Labeled area outline items:
■ ■ ■

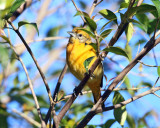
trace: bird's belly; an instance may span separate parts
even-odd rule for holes
[[[88,68],[90,68],[94,61],[97,59],[97,56],[94,52],[85,50],[84,48],[83,50],[72,49],[72,52],[67,54],[67,64],[69,69],[71,73],[79,80],[82,80],[86,73],[86,69],[83,64],[84,61],[92,56],[94,56],[94,58],[90,62]],[[102,65],[98,65],[93,73],[93,77],[91,77],[88,82],[96,82],[98,79],[100,79],[102,77],[102,70]]]

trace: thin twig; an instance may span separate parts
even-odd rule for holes
[[[148,66],[148,67],[158,67],[158,66],[156,66],[156,65],[148,65],[148,64],[145,64],[145,63],[143,63],[143,62],[140,61],[140,60],[138,60],[138,62],[141,63],[141,64],[143,64],[143,65],[145,65],[145,66]]]
[[[91,7],[91,9],[90,9],[90,11],[89,11],[89,16],[90,16],[90,17],[91,17],[91,15],[92,15],[95,7],[96,7],[98,4],[100,4],[102,1],[103,1],[103,0],[100,0],[99,2],[98,2],[98,0],[94,0],[94,1],[93,1],[92,7]]]
[[[26,74],[26,77],[27,77],[27,80],[28,80],[28,83],[29,83],[29,87],[30,87],[31,92],[32,92],[32,96],[33,96],[33,99],[34,99],[35,104],[36,104],[36,109],[37,109],[37,112],[38,112],[38,116],[39,116],[39,118],[40,118],[40,120],[41,120],[41,126],[42,126],[42,128],[46,128],[45,122],[44,122],[44,120],[43,120],[43,117],[42,117],[42,114],[41,114],[41,111],[40,111],[40,106],[39,106],[39,103],[38,103],[38,99],[37,99],[37,96],[36,96],[36,94],[35,94],[35,92],[34,92],[33,84],[32,84],[32,81],[31,81],[31,79],[30,79],[30,77],[29,77],[29,73],[28,73],[28,71],[27,71],[27,68],[26,68],[26,66],[25,66],[24,63],[23,63],[23,60],[22,60],[22,59],[20,58],[20,56],[16,53],[16,51],[15,51],[13,45],[11,44],[11,42],[9,42],[9,44],[10,44],[11,49],[12,49],[12,50],[14,51],[14,53],[16,54],[17,59],[20,61],[21,65],[22,65],[22,67],[23,67],[23,69],[24,69],[24,72],[25,72],[25,74]]]
[[[156,86],[156,84],[157,84],[158,80],[159,80],[159,77],[157,78],[157,80],[156,80],[156,82],[154,83],[154,85],[153,85],[153,87],[152,87],[152,88],[154,88],[154,87]]]
[[[75,6],[76,10],[79,11],[80,13],[83,14],[83,12],[77,7],[77,5],[75,4],[74,0],[72,0],[73,5]],[[80,15],[81,16],[81,15]],[[84,23],[86,23],[86,20],[83,18],[83,16],[81,16],[82,20]]]
[[[121,34],[124,32],[125,28],[128,25],[128,24],[125,24],[125,23],[126,22],[123,22],[123,23],[120,24],[120,26],[118,27],[118,30],[116,31],[115,35],[111,39],[111,41],[109,43],[109,46],[113,46],[116,43],[116,41],[119,39],[119,37],[121,36]],[[83,78],[83,80],[80,82],[80,84],[78,85],[78,87],[76,87],[75,93],[72,94],[72,97],[68,99],[68,101],[66,102],[66,104],[64,105],[64,107],[62,108],[62,110],[60,111],[60,113],[58,114],[59,121],[61,121],[61,119],[63,118],[63,116],[65,115],[65,113],[68,111],[68,109],[70,108],[70,106],[72,105],[72,103],[75,101],[75,99],[77,98],[78,94],[81,92],[81,90],[83,89],[83,87],[86,84],[86,82],[89,80],[91,74],[94,72],[94,70],[96,69],[96,67],[101,63],[101,59],[105,58],[106,55],[107,55],[107,53],[102,52],[101,57],[98,56],[98,58],[95,60],[95,62],[93,63],[93,65],[91,66],[91,68],[89,70],[89,73]],[[101,104],[101,101],[97,102],[96,107],[98,107],[100,104]],[[85,125],[83,125],[82,127],[84,127]]]
[[[24,113],[18,112],[16,109],[13,109],[12,112],[18,114],[19,116],[23,117],[25,120],[27,120],[30,124],[35,125],[36,127],[40,128],[41,124],[38,123],[37,121],[33,120],[31,117],[27,116]]]
[[[61,37],[61,36],[54,36],[54,37],[45,37],[45,38],[42,38],[42,39],[36,39],[36,40],[29,40],[29,41],[26,41],[27,44],[30,44],[32,42],[41,42],[41,41],[50,41],[50,40],[61,40],[61,39],[68,39],[68,37]],[[23,44],[17,44],[15,45],[15,47],[22,47]]]
[[[93,108],[90,110],[90,112],[83,118],[83,120],[79,123],[77,128],[81,128],[86,126],[86,124],[93,118],[93,116],[96,114],[96,110],[99,108],[100,104],[103,104],[103,102],[109,97],[113,89],[116,87],[116,85],[123,79],[123,77],[138,63],[138,60],[141,60],[154,46],[160,43],[160,37],[157,40],[154,40],[152,37],[150,41],[144,46],[144,48],[141,50],[138,56],[134,60],[130,62],[126,66],[126,68],[123,69],[123,71],[114,79],[114,81],[110,84],[108,89],[104,92],[102,97],[98,100],[98,102],[93,106]]]
[[[17,33],[17,35],[19,36],[19,38],[22,40],[22,42],[24,43],[25,47],[27,48],[27,51],[31,55],[31,57],[32,57],[34,63],[36,64],[36,67],[37,67],[37,69],[38,69],[38,71],[39,71],[39,73],[40,73],[40,75],[41,75],[41,77],[43,79],[43,82],[45,84],[46,90],[48,92],[50,104],[53,104],[53,99],[52,99],[52,95],[51,95],[51,91],[50,91],[49,85],[47,83],[47,80],[46,80],[46,78],[45,78],[45,76],[44,76],[44,74],[43,74],[43,72],[42,72],[42,70],[41,70],[41,68],[40,68],[40,66],[39,66],[34,54],[33,54],[33,52],[32,52],[32,50],[28,46],[27,42],[25,41],[25,39],[23,38],[23,36],[19,32],[19,30],[12,24],[12,22],[8,20],[8,23],[12,26],[13,30]]]
[[[132,90],[132,91],[137,91],[137,90],[140,90],[140,89],[144,89],[144,88],[148,88],[148,87],[141,87],[141,88],[115,88],[113,91],[128,91],[128,90]],[[101,89],[101,91],[106,91],[106,89]],[[83,91],[81,94],[79,95],[84,95],[84,94],[88,94],[88,93],[92,93],[91,90],[89,91]],[[72,95],[67,95],[67,96],[64,96],[63,98],[61,98],[57,103],[59,103],[60,101],[63,101],[63,100],[66,100],[68,98],[70,98]]]
[[[133,101],[135,101],[135,100],[137,100],[137,99],[139,99],[141,97],[144,97],[144,96],[146,96],[148,94],[154,94],[155,95],[154,92],[156,92],[158,90],[160,90],[160,87],[152,88],[152,89],[150,89],[148,91],[145,91],[145,92],[143,92],[143,93],[141,93],[139,95],[136,95],[136,96],[134,96],[134,97],[132,97],[132,98],[130,98],[128,100],[120,102],[119,104],[116,104],[114,106],[105,107],[103,110],[97,109],[95,113],[101,113],[101,112],[109,111],[109,110],[112,110],[112,109],[120,108],[120,107],[122,107],[124,105],[127,105],[127,104],[129,104],[129,103],[131,103],[131,102],[133,102]],[[156,94],[156,96],[159,97],[157,94]]]

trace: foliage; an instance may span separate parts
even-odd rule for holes
[[[104,60],[104,69],[107,69],[104,70],[104,74],[110,80],[103,80],[103,89],[106,89],[124,67],[132,62],[145,46],[147,40],[160,29],[159,0],[146,1],[140,6],[136,6],[138,2],[136,0],[131,8],[128,8],[130,6],[129,0],[119,1],[119,4],[115,4],[116,2],[113,3],[111,0],[108,3],[102,1],[95,7],[91,16],[87,11],[88,7],[92,5],[91,2],[75,1],[77,6],[81,8],[70,12],[68,10],[68,6],[71,6],[70,2],[65,0],[62,3],[58,2],[58,4],[54,1],[50,4],[46,4],[47,1],[41,1],[43,2],[41,5],[39,4],[40,1],[33,2],[31,7],[26,8],[26,12],[22,13],[20,18],[13,22],[15,26],[18,26],[13,31],[13,26],[7,25],[7,21],[12,20],[15,11],[24,2],[24,0],[0,1],[0,124],[3,127],[21,126],[21,123],[24,124],[24,127],[36,127],[36,123],[41,124],[35,107],[35,99],[19,57],[22,58],[27,67],[43,117],[46,116],[50,107],[47,91],[41,81],[42,77],[28,55],[28,51],[25,51],[24,46],[19,43],[21,42],[20,36],[15,35],[17,31],[23,35],[26,42],[34,43],[30,47],[34,51],[37,62],[47,77],[51,93],[53,93],[57,84],[57,77],[65,64],[65,47],[68,38],[64,37],[68,37],[67,31],[72,29],[71,25],[83,26],[81,17],[84,18],[86,23],[85,28],[80,27],[79,29],[92,37],[93,43],[90,45],[94,47],[97,53],[109,53],[107,57],[111,61],[109,59]],[[102,6],[103,4],[106,6]],[[51,5],[54,5],[54,8],[51,8]],[[112,6],[115,7],[112,8]],[[73,8],[72,5],[71,10]],[[52,15],[50,15],[51,13]],[[125,34],[114,38],[114,34],[121,29],[119,27],[121,24],[126,25]],[[34,28],[28,28],[28,26]],[[19,29],[20,27],[21,29]],[[38,37],[36,33],[38,33]],[[50,37],[56,37],[56,39],[50,40]],[[110,43],[112,42],[109,42],[112,37],[114,38],[112,41],[118,40],[114,46],[111,46]],[[36,43],[38,41],[41,41],[41,43]],[[106,107],[112,104],[121,104],[131,96],[136,96],[147,89],[154,88],[153,85],[156,83],[157,77],[158,79],[160,77],[158,47],[156,46],[153,52],[142,59],[143,62],[149,63],[151,66],[137,64],[133,70],[126,74],[118,85],[118,91],[114,92],[114,95],[112,92],[111,96],[113,97],[105,102]],[[89,71],[88,66],[93,58],[90,57],[83,63],[87,73]],[[78,82],[75,78],[70,77],[69,72],[67,72],[56,97],[54,109],[57,114],[67,102],[68,98],[65,96],[73,92],[73,85],[78,85]],[[143,88],[142,91],[140,88]],[[85,90],[88,91],[88,88],[85,87]],[[60,122],[60,127],[76,127],[92,108],[92,101],[91,93],[80,96]],[[142,103],[131,102],[131,105],[127,104],[113,109],[111,110],[112,114],[105,112],[101,115],[98,114],[87,127],[151,127],[151,121],[155,122],[154,127],[158,127],[160,124],[156,122],[155,118],[160,116],[156,108],[160,103],[158,101],[153,103],[153,97],[151,99],[142,98],[141,101]],[[146,104],[153,105],[149,107]],[[143,110],[143,107],[147,107],[147,111]],[[31,123],[21,115],[14,113],[13,109],[25,114],[36,123]],[[100,118],[103,118],[102,121],[99,120]]]

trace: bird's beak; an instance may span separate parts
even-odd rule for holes
[[[69,35],[71,35],[71,37],[76,37],[76,33],[75,32],[67,32]]]

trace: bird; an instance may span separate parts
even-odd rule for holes
[[[84,61],[93,57],[88,65],[88,69],[97,59],[98,54],[95,48],[91,45],[92,40],[90,35],[80,27],[75,27],[70,34],[70,38],[66,47],[66,62],[70,72],[79,80],[82,80],[86,73]],[[94,102],[97,103],[101,97],[101,87],[103,85],[103,65],[100,63],[93,72],[86,85],[91,89]]]

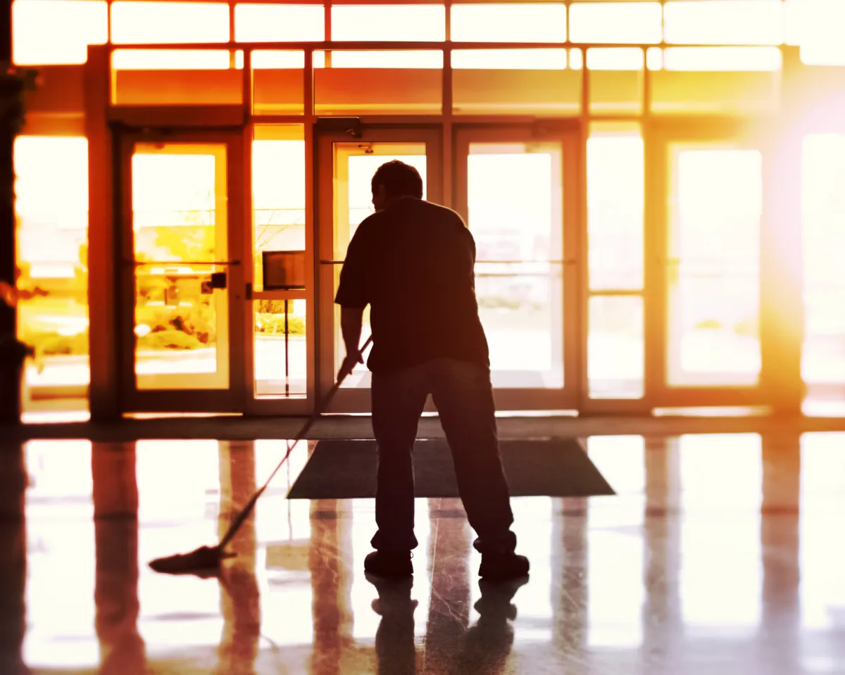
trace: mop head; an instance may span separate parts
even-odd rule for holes
[[[189,553],[177,553],[150,561],[150,567],[163,574],[195,574],[207,579],[220,574],[221,565],[234,553],[225,553],[219,546],[200,547]]]

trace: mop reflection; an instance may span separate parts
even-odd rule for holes
[[[134,444],[91,451],[95,536],[95,628],[100,675],[146,672],[138,631],[138,481]]]
[[[0,672],[24,672],[26,473],[19,444],[0,445]]]
[[[255,492],[255,448],[252,442],[221,443],[221,536],[229,526],[228,514],[242,509]],[[216,672],[248,675],[255,672],[261,638],[261,611],[255,578],[255,517],[251,515],[232,540],[237,557],[224,565],[219,577],[223,634]]]

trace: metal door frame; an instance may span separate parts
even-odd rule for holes
[[[581,389],[586,376],[582,340],[581,302],[583,261],[582,181],[584,154],[582,128],[579,120],[542,123],[455,124],[454,142],[455,209],[469,223],[468,157],[472,143],[559,143],[562,166],[563,210],[562,250],[549,252],[549,258],[561,264],[563,278],[562,362],[564,386],[561,389],[496,388],[493,397],[499,411],[566,411],[580,407]],[[515,349],[519,348],[515,345]]]
[[[365,124],[357,133],[320,129],[314,126],[314,185],[317,207],[317,246],[315,254],[315,293],[317,303],[317,373],[318,396],[324,396],[333,386],[335,372],[335,327],[339,309],[335,305],[335,271],[342,261],[334,260],[335,226],[335,143],[424,143],[426,144],[427,199],[443,203],[443,135],[440,124]],[[366,332],[366,329],[364,330]],[[368,336],[362,335],[362,340]],[[433,411],[430,402],[427,411]],[[326,411],[328,412],[368,413],[368,387],[341,389]]]
[[[759,118],[723,120],[666,119],[651,120],[644,127],[646,141],[646,399],[648,407],[682,408],[699,406],[756,406],[771,402],[768,373],[771,367],[772,337],[768,283],[767,240],[769,226],[771,144]],[[738,386],[670,386],[667,382],[668,357],[668,256],[669,236],[669,199],[673,184],[668,156],[670,144],[730,144],[736,148],[759,150],[762,155],[763,212],[760,228],[760,301],[759,330],[760,372],[755,385]]]
[[[115,257],[120,268],[115,294],[116,335],[118,336],[118,391],[120,410],[129,412],[239,412],[245,399],[243,308],[244,281],[242,264],[244,249],[243,215],[246,208],[243,182],[243,131],[113,128],[119,171],[115,199],[117,223]],[[229,292],[229,387],[228,389],[139,389],[134,371],[135,262],[132,209],[132,156],[135,144],[226,144],[227,197],[227,260],[219,261],[226,269]],[[186,378],[189,378],[187,375]]]

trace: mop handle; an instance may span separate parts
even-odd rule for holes
[[[373,336],[370,335],[368,338],[367,338],[367,341],[364,342],[363,346],[361,347],[361,349],[359,350],[359,353],[363,353],[364,350],[366,350],[367,347],[369,346],[369,344],[372,341],[373,341]],[[281,469],[282,465],[287,460],[287,458],[291,456],[291,453],[293,452],[293,449],[297,447],[297,444],[303,439],[305,434],[308,433],[308,430],[313,426],[313,423],[317,422],[318,419],[319,419],[320,416],[322,416],[325,409],[329,407],[329,404],[331,402],[332,398],[334,398],[335,395],[337,393],[337,390],[341,388],[341,384],[343,384],[343,380],[345,379],[345,378],[346,376],[344,376],[343,378],[339,378],[337,382],[335,382],[335,384],[332,386],[332,388],[329,389],[325,396],[323,397],[323,400],[319,402],[319,405],[316,408],[314,408],[314,411],[311,414],[311,416],[308,417],[308,419],[306,421],[305,424],[303,425],[303,427],[299,430],[299,433],[294,437],[293,443],[292,443],[287,447],[287,452],[285,453],[285,456],[281,458],[281,461],[280,461],[275,465],[275,468],[273,470],[273,472],[270,475],[270,477],[264,482],[264,484],[262,485],[260,488],[259,488],[258,492],[256,492],[255,494],[254,494],[250,498],[249,501],[247,502],[247,505],[243,507],[243,510],[232,519],[232,524],[229,525],[229,529],[226,530],[226,534],[223,536],[223,538],[217,545],[218,548],[223,548],[227,543],[229,543],[229,542],[232,541],[236,532],[237,532],[237,531],[240,529],[241,525],[243,523],[243,521],[247,519],[247,516],[249,515],[250,512],[253,510],[253,508],[255,506],[255,503],[259,500],[259,498],[264,493],[264,491],[267,489],[267,486],[270,485],[270,482],[273,480],[276,473],[279,471],[279,469]]]

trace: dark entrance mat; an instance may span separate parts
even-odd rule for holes
[[[615,494],[575,438],[503,440],[502,464],[513,497]],[[287,494],[289,499],[375,497],[375,441],[323,440]],[[458,497],[452,455],[443,438],[414,448],[417,497]]]

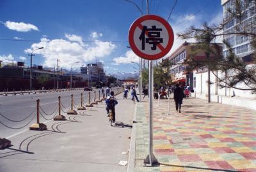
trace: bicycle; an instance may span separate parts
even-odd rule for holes
[[[110,126],[112,126],[113,113],[112,113],[112,110],[109,110],[109,122],[110,122]]]

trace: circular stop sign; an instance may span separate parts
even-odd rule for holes
[[[136,20],[129,31],[129,43],[140,57],[156,60],[171,50],[174,34],[169,23],[154,15],[142,16]]]

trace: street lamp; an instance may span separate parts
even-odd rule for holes
[[[74,63],[73,63],[72,64],[71,64],[71,68],[70,68],[70,89],[72,89],[72,66],[74,64],[75,64],[76,63],[78,63],[78,62],[80,62],[79,61],[77,61],[77,62],[75,62]]]
[[[32,51],[32,52],[30,54],[28,54],[28,55],[30,55],[30,80],[29,80],[29,87],[30,87],[30,91],[32,90],[32,56],[35,56],[35,54],[33,54],[33,53],[38,50],[43,49],[44,47],[40,47],[37,49],[35,49]]]
[[[140,58],[140,64],[134,61],[131,61],[131,63],[136,64],[139,67],[139,71],[140,71],[140,85],[139,85],[139,92],[140,92],[140,100],[141,101],[141,92],[142,92],[142,60],[141,58]],[[133,68],[134,69],[136,69]]]

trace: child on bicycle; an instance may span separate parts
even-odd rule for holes
[[[125,88],[125,89],[124,90],[124,99],[127,98],[128,92],[129,92],[129,90],[128,90],[127,88]]]
[[[106,110],[107,110],[108,117],[109,117],[109,110],[111,110],[113,114],[113,122],[116,121],[116,113],[115,111],[115,106],[118,104],[116,99],[114,97],[114,92],[110,92],[110,96],[108,96],[106,99]]]

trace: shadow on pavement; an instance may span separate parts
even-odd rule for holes
[[[122,122],[118,122],[116,121],[115,124],[115,125],[113,125],[114,127],[117,127],[117,128],[132,128],[132,125],[127,124],[124,124]]]
[[[160,163],[161,165],[172,166],[172,167],[179,167],[179,168],[194,168],[194,169],[205,169],[209,171],[225,171],[225,172],[243,172],[241,171],[235,171],[230,169],[215,169],[215,168],[200,168],[200,167],[194,167],[194,166],[178,166],[178,165],[172,165],[164,163]]]
[[[193,115],[195,119],[198,118],[233,118],[233,117],[216,117],[212,115]]]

■ ■ ■

**Problem to work on:**
Pick out every line of the records above that contains the word "bicycle", and copy each one in full. Case counts.

**Expected answer:**
trace: bicycle; an instance may span separate parts
trace: child on bicycle; an instance may span separate parts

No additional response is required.